Your task:
Find and copy every line in the records below that contains the word "wooden".

** Begin Records supplied **

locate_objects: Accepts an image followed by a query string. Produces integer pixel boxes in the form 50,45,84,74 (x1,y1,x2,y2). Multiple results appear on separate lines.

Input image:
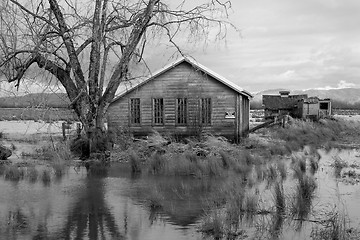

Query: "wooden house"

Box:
108,58,252,141
263,91,332,120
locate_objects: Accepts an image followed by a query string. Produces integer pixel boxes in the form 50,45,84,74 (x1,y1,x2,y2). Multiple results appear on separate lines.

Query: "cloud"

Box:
315,80,356,90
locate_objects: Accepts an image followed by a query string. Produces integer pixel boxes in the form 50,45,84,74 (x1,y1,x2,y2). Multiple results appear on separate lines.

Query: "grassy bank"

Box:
0,107,77,122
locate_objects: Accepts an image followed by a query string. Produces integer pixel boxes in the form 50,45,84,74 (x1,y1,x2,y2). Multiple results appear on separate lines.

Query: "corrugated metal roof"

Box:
112,57,253,102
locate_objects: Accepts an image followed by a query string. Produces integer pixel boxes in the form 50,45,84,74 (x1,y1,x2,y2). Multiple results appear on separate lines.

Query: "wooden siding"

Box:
108,62,249,140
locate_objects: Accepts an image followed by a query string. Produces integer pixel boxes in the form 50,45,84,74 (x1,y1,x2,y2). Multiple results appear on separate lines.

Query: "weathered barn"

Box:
262,91,307,119
263,91,332,120
108,58,252,141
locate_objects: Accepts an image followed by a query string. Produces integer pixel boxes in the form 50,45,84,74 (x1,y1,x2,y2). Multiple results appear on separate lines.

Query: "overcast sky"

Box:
2,0,360,95
158,0,360,92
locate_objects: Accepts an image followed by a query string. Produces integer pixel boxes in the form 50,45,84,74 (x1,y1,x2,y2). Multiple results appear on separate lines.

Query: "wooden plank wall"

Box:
108,62,249,139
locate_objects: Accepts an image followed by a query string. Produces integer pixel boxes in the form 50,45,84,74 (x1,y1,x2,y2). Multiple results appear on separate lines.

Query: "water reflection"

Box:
0,166,210,239
0,147,360,239
56,176,124,239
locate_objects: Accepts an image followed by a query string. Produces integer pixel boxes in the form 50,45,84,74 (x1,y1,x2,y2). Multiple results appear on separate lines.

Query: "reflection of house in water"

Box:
263,91,332,120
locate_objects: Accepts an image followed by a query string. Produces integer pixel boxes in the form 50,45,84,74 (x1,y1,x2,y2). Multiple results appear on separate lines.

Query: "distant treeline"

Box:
250,100,360,109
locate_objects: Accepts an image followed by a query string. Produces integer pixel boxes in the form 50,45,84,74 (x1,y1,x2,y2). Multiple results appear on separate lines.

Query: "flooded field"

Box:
0,150,360,239
0,117,360,240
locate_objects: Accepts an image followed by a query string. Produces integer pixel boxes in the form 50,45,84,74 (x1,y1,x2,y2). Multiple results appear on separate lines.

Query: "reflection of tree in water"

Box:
131,177,221,227
4,208,29,239
51,177,125,239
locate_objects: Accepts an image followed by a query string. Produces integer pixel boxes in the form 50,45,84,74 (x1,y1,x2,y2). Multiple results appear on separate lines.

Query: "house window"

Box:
200,98,211,125
130,98,140,124
176,98,187,125
153,98,164,125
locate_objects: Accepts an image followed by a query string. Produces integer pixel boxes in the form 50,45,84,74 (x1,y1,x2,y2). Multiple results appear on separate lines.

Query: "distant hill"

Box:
0,93,70,108
250,88,360,109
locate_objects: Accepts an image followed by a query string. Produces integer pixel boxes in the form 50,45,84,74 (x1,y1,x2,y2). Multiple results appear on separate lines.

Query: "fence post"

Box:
61,122,66,140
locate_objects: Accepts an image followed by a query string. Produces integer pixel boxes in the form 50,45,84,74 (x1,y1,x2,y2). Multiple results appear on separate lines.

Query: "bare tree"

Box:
0,0,233,152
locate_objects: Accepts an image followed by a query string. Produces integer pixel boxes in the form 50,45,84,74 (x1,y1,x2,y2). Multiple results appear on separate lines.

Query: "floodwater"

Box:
0,150,360,240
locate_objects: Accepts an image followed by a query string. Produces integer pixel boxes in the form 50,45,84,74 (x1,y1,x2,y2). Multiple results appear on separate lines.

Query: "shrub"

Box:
41,168,51,185
129,151,141,173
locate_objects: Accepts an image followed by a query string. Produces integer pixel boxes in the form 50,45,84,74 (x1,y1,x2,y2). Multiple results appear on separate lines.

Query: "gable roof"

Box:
262,94,307,110
112,57,253,102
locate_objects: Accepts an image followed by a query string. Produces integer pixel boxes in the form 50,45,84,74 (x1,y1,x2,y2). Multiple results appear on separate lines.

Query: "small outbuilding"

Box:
263,91,332,120
108,58,252,141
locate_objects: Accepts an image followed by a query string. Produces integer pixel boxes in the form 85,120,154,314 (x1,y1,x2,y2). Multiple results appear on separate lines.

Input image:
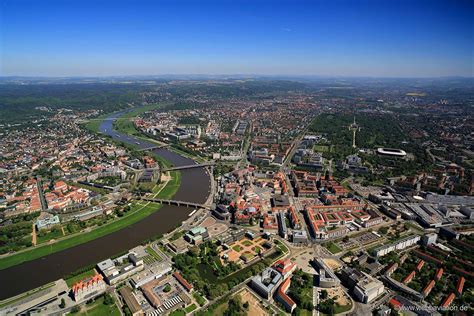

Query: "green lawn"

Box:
184,304,197,313
170,309,186,316
324,242,342,254
78,296,121,316
193,292,206,306
64,269,96,287
0,104,189,270
36,228,63,244
232,245,242,252
145,246,163,262
0,146,181,270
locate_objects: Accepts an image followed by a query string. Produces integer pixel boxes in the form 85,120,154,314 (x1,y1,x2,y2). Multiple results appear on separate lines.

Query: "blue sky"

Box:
0,0,474,77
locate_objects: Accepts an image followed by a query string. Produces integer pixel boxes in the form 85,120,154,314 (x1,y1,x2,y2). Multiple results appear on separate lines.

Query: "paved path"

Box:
31,223,36,246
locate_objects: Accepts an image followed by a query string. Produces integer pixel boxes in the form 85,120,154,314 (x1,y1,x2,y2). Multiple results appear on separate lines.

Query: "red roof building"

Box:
277,278,296,313
441,293,456,308
402,271,416,284
422,280,435,297
416,259,425,272
388,298,403,310
456,276,466,296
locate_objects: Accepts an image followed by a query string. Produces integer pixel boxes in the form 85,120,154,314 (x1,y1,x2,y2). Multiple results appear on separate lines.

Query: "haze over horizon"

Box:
0,0,474,77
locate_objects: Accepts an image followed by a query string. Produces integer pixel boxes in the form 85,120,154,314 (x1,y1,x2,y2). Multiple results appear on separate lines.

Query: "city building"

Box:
314,258,341,288
421,233,438,246
251,267,283,300
184,226,209,245
276,278,296,313
119,286,144,316
373,235,420,257
36,215,60,230
71,274,107,302
291,230,308,244
277,212,288,239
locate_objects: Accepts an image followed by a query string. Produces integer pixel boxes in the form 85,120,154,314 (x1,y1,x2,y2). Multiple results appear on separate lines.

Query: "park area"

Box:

** End Records supplied **

Task answer:
Query: "wooden house"
Query: "wooden siding"
Query: "wooden plank wall"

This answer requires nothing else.